(Rows from a dataset)
● ● ● ● ● ● ●

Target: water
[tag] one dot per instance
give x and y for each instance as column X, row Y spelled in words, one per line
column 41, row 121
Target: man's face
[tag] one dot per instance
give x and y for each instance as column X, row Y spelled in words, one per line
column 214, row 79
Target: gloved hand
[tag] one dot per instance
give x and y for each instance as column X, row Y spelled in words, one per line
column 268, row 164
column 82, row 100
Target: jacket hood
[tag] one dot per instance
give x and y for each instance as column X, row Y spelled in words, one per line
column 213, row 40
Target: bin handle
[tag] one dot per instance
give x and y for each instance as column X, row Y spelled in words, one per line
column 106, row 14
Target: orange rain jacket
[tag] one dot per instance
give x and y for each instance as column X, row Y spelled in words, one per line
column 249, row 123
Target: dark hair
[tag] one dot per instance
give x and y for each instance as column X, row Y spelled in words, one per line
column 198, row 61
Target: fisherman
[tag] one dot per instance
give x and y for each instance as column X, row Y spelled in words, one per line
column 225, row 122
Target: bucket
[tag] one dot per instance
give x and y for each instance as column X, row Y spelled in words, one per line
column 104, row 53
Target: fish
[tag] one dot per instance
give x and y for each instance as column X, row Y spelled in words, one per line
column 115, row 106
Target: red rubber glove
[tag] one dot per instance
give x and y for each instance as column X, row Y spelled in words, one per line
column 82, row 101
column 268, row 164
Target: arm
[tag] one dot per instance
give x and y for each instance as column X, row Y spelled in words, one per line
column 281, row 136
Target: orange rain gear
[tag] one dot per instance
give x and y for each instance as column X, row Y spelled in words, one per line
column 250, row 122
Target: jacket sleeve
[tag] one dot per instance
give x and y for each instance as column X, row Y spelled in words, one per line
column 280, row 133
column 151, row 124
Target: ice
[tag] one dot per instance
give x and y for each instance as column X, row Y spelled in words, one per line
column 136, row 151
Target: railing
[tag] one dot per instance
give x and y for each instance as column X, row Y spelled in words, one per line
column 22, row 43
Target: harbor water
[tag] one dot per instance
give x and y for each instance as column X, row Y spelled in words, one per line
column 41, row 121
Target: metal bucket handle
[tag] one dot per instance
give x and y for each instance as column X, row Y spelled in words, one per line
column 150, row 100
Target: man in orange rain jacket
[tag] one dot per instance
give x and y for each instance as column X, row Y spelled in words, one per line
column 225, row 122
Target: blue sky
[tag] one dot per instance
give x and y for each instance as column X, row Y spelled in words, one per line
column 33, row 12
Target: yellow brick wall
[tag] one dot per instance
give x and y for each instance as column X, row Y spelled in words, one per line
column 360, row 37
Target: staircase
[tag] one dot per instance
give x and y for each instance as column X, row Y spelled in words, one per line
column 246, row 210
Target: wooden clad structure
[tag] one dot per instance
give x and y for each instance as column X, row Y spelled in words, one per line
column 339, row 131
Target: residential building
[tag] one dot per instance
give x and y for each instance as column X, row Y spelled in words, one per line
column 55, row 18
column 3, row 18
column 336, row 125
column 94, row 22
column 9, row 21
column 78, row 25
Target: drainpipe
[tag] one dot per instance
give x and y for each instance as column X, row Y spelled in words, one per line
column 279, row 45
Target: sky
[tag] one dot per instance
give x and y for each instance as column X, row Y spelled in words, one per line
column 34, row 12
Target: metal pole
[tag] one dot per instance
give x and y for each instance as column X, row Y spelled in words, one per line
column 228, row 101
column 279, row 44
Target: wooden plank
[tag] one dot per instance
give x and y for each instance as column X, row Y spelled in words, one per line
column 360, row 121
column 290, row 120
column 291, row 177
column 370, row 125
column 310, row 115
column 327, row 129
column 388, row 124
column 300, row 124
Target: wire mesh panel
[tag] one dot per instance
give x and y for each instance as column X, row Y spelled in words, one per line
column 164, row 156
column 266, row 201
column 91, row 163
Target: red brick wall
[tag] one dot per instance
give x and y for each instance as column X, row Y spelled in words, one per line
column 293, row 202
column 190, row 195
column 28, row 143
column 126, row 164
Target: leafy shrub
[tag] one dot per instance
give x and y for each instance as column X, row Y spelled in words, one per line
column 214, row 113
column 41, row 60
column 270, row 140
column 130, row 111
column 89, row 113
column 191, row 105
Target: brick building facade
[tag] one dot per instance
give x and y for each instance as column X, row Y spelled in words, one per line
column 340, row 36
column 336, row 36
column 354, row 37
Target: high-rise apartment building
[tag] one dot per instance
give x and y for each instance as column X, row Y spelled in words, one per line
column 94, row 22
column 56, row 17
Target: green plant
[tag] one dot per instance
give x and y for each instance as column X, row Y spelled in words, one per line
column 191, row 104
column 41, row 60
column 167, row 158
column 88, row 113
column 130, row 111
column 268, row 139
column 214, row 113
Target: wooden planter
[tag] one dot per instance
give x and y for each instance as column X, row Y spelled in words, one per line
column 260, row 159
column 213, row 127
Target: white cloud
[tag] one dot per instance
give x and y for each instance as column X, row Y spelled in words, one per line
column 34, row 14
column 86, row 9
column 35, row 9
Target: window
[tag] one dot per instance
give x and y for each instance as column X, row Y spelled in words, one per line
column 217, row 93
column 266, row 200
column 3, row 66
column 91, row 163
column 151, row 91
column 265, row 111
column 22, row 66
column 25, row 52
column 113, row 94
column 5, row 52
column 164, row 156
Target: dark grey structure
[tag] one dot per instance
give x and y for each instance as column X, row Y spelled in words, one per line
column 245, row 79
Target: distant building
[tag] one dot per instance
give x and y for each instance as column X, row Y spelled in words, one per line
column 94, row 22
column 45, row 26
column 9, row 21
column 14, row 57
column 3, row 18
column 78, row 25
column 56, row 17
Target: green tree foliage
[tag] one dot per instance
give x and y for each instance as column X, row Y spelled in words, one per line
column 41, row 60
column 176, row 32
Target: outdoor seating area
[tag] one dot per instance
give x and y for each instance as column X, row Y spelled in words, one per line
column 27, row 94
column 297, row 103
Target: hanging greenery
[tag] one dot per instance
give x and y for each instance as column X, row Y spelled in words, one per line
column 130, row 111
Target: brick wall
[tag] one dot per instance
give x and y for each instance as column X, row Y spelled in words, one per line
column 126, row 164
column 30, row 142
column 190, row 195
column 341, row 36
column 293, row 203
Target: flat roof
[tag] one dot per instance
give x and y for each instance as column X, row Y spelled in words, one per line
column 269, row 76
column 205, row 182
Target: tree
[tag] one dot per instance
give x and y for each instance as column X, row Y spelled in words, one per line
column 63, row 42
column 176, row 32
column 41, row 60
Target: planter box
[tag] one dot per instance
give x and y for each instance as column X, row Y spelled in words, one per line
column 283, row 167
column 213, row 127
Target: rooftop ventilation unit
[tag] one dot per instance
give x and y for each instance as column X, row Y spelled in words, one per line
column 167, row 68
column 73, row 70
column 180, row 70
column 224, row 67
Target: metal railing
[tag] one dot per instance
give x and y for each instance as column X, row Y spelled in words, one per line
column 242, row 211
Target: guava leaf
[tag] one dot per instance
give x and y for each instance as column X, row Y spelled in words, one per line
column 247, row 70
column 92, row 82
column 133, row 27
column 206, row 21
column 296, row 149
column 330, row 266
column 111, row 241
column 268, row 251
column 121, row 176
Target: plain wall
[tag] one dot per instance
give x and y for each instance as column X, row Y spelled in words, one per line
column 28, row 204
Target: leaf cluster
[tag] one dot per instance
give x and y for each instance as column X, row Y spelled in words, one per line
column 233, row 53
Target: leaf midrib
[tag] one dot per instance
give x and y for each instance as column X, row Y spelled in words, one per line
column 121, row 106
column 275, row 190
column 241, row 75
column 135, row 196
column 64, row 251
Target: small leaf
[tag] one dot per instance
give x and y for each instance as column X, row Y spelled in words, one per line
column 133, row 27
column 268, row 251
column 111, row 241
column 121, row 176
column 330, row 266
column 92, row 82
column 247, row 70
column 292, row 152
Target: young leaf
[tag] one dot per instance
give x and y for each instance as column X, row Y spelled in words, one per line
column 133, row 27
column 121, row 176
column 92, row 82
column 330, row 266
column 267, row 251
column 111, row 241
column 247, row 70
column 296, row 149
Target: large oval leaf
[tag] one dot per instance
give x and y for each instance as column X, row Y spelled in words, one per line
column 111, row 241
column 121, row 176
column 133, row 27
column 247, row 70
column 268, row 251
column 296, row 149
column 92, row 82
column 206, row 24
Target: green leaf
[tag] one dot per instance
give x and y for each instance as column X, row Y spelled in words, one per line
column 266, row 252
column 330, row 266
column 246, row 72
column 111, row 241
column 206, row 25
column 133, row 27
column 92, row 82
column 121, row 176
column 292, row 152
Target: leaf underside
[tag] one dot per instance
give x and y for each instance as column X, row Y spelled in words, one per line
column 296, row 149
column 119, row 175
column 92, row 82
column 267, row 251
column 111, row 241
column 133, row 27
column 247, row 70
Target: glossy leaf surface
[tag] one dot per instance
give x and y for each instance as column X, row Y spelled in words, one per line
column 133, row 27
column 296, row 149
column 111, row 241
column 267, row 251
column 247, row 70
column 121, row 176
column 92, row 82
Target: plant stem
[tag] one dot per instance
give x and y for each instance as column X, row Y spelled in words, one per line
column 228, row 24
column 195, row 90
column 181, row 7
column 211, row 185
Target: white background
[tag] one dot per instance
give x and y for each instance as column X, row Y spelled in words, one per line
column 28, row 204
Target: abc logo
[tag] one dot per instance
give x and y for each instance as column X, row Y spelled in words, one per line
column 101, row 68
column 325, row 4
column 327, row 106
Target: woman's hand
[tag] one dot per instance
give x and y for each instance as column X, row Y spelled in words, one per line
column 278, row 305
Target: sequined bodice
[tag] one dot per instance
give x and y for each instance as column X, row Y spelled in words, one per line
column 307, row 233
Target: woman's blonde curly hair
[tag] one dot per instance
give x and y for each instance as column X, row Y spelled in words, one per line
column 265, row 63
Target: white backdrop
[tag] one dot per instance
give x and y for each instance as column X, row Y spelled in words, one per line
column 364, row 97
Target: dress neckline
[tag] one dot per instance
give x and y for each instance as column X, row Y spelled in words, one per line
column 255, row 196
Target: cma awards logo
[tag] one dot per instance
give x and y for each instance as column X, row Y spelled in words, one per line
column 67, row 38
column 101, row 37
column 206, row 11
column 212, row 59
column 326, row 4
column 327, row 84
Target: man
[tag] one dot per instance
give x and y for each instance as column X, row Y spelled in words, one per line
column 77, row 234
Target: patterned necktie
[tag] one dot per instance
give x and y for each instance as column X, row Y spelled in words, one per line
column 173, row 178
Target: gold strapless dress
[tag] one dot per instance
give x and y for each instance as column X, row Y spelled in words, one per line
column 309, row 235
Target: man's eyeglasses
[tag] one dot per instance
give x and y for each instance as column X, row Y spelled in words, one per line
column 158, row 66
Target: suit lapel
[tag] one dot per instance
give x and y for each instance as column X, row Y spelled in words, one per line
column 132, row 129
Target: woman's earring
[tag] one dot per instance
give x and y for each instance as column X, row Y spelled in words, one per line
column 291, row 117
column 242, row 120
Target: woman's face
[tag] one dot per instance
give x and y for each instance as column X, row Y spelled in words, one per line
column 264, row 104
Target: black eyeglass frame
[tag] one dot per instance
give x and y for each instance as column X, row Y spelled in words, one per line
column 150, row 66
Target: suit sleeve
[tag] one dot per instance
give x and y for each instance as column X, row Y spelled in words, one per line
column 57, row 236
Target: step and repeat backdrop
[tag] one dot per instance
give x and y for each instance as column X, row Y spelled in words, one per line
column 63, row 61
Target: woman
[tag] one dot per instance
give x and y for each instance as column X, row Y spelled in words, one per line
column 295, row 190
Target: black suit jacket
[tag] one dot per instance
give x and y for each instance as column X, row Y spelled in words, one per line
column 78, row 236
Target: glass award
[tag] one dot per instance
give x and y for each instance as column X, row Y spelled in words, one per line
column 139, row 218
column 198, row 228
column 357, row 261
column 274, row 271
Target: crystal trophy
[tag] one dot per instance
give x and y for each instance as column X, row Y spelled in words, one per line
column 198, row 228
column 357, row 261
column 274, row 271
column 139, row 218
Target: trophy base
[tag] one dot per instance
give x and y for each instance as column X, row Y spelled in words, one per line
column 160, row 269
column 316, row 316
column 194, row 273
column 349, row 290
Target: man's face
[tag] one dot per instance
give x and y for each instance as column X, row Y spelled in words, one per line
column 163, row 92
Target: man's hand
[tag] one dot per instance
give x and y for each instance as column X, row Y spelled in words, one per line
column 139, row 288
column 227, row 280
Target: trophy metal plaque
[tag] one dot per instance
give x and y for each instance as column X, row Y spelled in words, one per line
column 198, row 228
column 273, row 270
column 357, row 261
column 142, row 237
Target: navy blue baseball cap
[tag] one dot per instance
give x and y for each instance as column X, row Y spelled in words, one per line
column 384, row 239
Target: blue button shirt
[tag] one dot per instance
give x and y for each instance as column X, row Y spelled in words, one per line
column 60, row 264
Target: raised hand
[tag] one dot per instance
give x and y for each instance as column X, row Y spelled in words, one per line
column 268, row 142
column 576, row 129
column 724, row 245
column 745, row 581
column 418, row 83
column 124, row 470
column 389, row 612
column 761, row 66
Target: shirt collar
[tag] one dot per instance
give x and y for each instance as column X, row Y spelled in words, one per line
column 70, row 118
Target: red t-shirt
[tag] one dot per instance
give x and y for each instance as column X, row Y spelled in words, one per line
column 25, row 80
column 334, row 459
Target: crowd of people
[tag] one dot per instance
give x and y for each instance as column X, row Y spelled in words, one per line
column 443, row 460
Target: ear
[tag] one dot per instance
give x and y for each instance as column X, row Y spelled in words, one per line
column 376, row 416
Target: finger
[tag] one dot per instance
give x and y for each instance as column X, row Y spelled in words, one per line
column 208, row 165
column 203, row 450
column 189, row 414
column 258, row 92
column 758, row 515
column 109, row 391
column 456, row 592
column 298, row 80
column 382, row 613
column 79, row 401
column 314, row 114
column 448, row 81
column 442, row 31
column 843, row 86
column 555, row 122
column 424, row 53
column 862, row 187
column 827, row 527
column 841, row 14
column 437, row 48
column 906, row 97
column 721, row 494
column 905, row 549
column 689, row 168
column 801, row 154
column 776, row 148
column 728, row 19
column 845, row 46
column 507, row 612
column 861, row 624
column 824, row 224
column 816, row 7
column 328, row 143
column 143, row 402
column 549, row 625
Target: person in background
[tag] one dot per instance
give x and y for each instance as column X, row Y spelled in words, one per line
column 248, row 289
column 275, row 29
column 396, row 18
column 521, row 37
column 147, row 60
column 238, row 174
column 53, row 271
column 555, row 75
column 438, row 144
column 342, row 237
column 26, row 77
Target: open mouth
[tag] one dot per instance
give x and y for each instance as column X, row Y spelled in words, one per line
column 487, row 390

● ● ● ● ● ● ●

THE PROBLEM: Return word for word the lines of the records from the line containing "Target: blue button shirt" through the line containing "column 376, row 416", including both of those lines.

FINAL ANSWER:
Target: blue button shirt
[tag] one dot per instance
give x and y for each instance as column X, row Y spelled in words, one per line
column 60, row 264
Target: raised hand
[tag] one dot per instance
give x and y for each instance as column X, row Y spelled in words, one per line
column 268, row 142
column 576, row 129
column 724, row 245
column 745, row 581
column 418, row 83
column 124, row 470
column 389, row 612
column 761, row 66
Target: shirt collar
[tag] one dot per instance
give x and y for each instance as column X, row Y spelled in words, one per line
column 70, row 118
Target: red t-shirt
[tag] one dot per instance
give x and y for each instance as column X, row Y spelled in words, one per line
column 25, row 80
column 334, row 459
Target: crowd of people
[tag] one dot per instance
give x and y for each instance as column X, row Y spelled in words, one per line
column 443, row 460
Target: ear
[tag] one dot per instance
give x and y for each instance as column X, row Y spelled in words, one per line
column 376, row 416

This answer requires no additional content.